RECORDS -
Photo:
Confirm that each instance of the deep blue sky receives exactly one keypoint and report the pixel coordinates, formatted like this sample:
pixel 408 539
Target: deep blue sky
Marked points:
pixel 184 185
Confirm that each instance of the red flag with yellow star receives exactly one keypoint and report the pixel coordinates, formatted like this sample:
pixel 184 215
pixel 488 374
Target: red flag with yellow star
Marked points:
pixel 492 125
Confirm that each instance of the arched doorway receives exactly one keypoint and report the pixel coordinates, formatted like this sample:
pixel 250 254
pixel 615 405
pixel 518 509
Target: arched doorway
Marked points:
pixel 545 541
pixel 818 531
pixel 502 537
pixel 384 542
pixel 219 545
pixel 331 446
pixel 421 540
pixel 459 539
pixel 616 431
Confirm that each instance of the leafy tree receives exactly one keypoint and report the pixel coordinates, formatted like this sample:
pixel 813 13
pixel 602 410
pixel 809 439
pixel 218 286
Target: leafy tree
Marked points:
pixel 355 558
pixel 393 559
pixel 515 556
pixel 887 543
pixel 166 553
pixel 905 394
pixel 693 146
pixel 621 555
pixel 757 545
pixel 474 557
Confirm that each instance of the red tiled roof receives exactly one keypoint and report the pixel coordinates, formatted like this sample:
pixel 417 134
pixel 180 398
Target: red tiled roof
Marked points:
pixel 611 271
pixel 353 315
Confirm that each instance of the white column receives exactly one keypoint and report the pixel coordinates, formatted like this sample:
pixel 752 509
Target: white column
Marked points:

GIVEN INSTRUCTION -
Copy out the whole listing, exactly as written.

SOLVED PROBLEM -
Photo:
Confirm that each instance of the deep blue sky receives exactly one keypoint and report the pixel coordinates, formatted like this sample:
pixel 408 539
Target: deep blue sky
Marked points:
pixel 184 185
Confirm that each instance of the red flag with yellow star receives exactly one keypoint and report the pixel coordinates, formatted like this sample:
pixel 184 215
pixel 488 374
Target: red flag with yellow star
Marked points:
pixel 492 125
Confirm that each instance of the arched doorway receives exactly one keypoint and report the pixel coordinates, formatted like this sample:
pixel 250 254
pixel 615 405
pixel 518 509
Target: arched doorway
Marked points:
pixel 545 541
pixel 818 531
pixel 502 537
pixel 384 542
pixel 219 545
pixel 331 446
pixel 421 540
pixel 459 539
pixel 616 431
Confirm that each instance of the leafy tree receives exactly one keypoint and report the pixel coordinates, formatted like this sample:
pixel 813 13
pixel 602 410
pixel 809 439
pixel 218 286
Target: leafy tree
Marked points:
pixel 355 558
pixel 393 559
pixel 515 556
pixel 887 543
pixel 166 553
pixel 905 394
pixel 693 146
pixel 621 555
pixel 757 545
pixel 474 557
Confirm that each instance of the red tiled roof receives exactly one keypoint and report the pixel coordinates, formatted like this sample:
pixel 417 134
pixel 180 398
Target: red tiled roof
Marked points:
pixel 611 271
pixel 353 315
Confirm that each instance of the white column receives exactly one keypoint and report the pixel coordinates, formatted like this sample:
pixel 752 509
Target: white column
Marked points:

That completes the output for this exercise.